(EXERCISE PASSAGE):

Judge Baqir Maqbool is taken on a stretcher to hospital in Karachi yesterday.
KARACHI: Bomb attacks in Pakistan killed 12 people and wounded 14 yesterday, including a senior judge who was critically injured in a blast in the business capital Karachi, officials said.
The first bomb targeted Maqbool Baqir, a judge at the high court in southern province of Sindh, in the port city of Karachi, killing at least nine people on a busy street during the morning rush hour.
Baqir was a member of the minority Shia community and had been threatened by militants, including hardline Sunni sectarian outfit Lashkar-e-Jhangvi, which has claimed devastating bomb attacks on Shias.
The bomb, planted on a motorbike, exploded as Baqir drove past with his security detail on Burns Road in the centre of the city. At least nine people, including eight members of his security team, were killed and 14 others wounded. “The dead include six police officers, two (paramilitary) Rangers and the judge’s driver,” police official Ameer Sheikh said.

(SOURCE DATA):
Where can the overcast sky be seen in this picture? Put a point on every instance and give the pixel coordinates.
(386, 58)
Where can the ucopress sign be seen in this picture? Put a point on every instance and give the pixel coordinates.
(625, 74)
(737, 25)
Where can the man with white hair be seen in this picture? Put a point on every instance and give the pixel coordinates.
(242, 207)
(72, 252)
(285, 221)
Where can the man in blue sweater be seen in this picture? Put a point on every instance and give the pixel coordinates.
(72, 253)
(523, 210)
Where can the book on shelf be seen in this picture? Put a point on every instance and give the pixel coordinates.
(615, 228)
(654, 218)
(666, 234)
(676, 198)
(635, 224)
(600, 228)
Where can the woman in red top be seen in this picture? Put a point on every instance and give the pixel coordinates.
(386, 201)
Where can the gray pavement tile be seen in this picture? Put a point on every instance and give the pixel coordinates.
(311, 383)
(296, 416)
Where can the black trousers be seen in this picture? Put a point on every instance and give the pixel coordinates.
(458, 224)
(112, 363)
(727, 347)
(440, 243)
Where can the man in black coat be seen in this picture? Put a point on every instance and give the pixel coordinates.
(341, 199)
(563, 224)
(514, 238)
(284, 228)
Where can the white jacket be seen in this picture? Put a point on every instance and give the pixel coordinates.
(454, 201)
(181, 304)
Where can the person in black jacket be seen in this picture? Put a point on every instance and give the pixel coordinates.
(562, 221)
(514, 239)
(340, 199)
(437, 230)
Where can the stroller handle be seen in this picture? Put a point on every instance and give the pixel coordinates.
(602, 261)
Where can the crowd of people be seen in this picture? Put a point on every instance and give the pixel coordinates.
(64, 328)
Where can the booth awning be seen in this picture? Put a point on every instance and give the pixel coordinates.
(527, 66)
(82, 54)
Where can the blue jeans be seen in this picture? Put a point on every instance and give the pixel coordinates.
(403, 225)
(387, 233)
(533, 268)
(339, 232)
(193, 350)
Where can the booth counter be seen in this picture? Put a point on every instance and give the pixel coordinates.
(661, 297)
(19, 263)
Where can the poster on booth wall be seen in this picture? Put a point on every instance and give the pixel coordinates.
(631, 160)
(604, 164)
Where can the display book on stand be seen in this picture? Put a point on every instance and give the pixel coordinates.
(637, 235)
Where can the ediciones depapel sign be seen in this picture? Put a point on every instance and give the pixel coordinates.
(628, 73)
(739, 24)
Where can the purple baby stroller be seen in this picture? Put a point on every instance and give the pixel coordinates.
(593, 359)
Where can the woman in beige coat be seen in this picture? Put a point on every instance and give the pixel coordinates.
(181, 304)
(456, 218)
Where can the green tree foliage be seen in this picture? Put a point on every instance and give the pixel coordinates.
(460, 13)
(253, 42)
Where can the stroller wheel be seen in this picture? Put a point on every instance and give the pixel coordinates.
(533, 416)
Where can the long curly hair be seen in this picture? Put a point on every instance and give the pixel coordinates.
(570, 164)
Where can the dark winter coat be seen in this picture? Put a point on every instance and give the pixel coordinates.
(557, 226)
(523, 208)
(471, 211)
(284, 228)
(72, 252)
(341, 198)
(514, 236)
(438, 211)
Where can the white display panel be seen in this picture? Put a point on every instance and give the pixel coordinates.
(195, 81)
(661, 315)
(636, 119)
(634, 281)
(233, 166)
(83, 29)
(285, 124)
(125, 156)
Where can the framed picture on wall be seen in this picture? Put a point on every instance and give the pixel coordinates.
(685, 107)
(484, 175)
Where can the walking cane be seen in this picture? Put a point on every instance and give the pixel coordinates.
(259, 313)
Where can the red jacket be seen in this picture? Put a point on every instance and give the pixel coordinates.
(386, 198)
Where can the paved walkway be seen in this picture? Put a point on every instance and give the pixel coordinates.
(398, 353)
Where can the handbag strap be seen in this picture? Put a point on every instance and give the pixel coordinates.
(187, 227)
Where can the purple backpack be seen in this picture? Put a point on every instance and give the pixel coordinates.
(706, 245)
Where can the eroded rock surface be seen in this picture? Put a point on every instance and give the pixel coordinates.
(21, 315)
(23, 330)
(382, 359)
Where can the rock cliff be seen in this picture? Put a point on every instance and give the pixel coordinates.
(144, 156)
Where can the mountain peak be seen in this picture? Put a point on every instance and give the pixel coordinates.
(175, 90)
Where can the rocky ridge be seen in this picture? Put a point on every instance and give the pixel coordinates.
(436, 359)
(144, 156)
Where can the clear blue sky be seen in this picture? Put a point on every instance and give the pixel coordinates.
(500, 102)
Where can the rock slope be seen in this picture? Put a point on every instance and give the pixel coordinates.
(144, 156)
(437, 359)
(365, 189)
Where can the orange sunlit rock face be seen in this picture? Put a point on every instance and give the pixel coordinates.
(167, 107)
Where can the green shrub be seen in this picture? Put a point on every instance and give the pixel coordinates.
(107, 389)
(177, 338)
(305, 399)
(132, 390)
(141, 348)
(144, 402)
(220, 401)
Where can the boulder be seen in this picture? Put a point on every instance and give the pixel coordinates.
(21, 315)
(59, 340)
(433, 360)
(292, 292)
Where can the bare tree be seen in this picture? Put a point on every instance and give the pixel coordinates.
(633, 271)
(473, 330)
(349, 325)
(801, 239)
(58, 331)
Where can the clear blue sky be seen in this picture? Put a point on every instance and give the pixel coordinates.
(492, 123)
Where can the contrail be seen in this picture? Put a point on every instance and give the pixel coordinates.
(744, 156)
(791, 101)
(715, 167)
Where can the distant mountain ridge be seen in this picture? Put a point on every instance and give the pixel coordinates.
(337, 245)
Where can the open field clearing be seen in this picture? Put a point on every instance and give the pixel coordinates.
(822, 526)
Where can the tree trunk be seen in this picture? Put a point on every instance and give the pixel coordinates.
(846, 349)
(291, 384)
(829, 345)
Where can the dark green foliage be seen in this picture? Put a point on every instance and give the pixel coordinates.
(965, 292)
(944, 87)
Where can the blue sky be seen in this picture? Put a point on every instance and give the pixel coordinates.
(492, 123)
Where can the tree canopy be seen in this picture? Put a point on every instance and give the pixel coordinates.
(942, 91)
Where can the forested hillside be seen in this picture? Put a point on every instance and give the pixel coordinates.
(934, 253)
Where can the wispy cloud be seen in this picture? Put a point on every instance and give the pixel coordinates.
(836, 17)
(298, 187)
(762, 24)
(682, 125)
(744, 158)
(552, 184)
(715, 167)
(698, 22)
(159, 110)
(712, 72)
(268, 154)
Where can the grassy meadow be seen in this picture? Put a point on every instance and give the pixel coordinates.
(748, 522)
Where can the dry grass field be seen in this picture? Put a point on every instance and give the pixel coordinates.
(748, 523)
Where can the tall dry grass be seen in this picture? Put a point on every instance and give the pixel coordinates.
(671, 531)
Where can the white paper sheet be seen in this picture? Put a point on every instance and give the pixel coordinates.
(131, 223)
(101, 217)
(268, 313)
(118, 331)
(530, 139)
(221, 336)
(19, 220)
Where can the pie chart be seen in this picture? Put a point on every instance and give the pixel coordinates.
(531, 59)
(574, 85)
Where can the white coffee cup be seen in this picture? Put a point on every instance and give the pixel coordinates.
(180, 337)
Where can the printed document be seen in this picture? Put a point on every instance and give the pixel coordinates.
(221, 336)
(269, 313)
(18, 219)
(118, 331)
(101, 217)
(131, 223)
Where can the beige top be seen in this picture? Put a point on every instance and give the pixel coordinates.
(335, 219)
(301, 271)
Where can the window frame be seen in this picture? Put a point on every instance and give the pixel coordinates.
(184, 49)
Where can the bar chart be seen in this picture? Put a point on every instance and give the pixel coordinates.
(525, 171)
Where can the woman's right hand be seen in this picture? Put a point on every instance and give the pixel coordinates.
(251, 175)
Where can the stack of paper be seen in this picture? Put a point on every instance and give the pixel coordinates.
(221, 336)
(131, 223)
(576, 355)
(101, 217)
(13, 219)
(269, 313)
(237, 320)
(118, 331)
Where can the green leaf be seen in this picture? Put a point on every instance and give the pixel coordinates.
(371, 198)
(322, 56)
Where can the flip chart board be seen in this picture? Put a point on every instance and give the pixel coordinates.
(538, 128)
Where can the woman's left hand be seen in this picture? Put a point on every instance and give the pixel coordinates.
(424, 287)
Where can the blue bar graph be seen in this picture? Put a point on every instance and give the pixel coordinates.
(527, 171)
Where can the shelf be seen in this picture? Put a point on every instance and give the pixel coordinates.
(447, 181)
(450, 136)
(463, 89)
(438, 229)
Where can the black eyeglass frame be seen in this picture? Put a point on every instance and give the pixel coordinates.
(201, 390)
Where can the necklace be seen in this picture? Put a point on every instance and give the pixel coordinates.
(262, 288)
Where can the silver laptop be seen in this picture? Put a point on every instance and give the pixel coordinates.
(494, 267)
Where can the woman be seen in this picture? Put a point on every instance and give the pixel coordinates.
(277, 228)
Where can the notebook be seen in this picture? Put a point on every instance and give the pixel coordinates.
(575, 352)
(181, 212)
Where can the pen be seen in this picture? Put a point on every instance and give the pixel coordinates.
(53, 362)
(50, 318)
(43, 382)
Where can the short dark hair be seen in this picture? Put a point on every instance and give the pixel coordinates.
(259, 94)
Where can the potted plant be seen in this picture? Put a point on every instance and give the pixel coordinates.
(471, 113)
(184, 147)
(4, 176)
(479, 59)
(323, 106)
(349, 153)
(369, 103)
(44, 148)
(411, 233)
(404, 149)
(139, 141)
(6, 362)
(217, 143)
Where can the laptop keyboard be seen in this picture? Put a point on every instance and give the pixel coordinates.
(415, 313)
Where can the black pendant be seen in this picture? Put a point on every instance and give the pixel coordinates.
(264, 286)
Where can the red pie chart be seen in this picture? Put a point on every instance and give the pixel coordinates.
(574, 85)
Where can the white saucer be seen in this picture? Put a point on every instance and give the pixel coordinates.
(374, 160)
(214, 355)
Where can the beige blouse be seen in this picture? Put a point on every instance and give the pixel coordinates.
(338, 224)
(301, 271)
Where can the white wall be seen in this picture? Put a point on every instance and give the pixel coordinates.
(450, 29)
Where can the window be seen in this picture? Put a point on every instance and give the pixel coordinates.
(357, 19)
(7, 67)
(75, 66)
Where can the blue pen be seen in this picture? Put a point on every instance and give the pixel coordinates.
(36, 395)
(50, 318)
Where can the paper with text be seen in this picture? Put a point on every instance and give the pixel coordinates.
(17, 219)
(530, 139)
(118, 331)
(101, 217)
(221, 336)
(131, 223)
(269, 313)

(WORK REQUEST 1):
Answer these questions from the news report on the Pakistan bomb attacks:
(a) At what time of day did the first bomb go off?
(b) Which hardline Sunni sectarian outfit had threatened the judge?
(c) On what was the bomb planted?
(WORK REQUEST 2): Resume the news report on the Pakistan bomb attacks after its final sentence.
The records are separate material and are not part of the news report on the Pakistan bomb attacks.

(RESPONSE BOX 1):
(a) During the morning rush hour.
(b) Lashkar-e-Jhangvi.
(c) On a motorbike.

(RESPONSE BOX 2):
Police said Baqir was in hospital with critical injuries but was said to be out of danger.
“He received threats from the Taliban and Lashkar-e-Jhangvi. Other militants had also threatened him,” Sheikh said.
Baqir has worked on several cases involving militants, serving as a judge in special anti-terrorism courts set up to hand down quick judgements in terror cases.
Police said 6kg of explosives were used to detonate the bomb.
Karachi, a city of 18 million, contributes 42 percent of GDP but is rife with murder and kidnappings and has been plagued for years by ethnic, sectarian and political violence.
Last year around 2,000 people were killed in violence linked to ethnic and political tensions, its deadliest toll in two decades.
In the northwest, another bomb attack killed the head of a pro-government tribal militia, along with his brother and nephew in Jani Khel, Bannu district, officials said. They said that Malik Hashim Khan had supported an army operation in the area, part of Khyber Pakhtunkhwa province which borders Afghanistan, in 2007-08.
“It was a powerful bomb which destroyed the vehicle completely. Hashim, his brother and nephew died on the spot,” a security official said, adding the bodies were destroyed beyond recognition.
A spokesman for Pakistan’s umbrella Taliban movement, Tehreek-e-Taliban, claimed responsibility for both attacks.
“We claim responsibility for the attack on the judge because he used to give verdicts against Islam and Muslims,” Ehsanullah Ehsan said.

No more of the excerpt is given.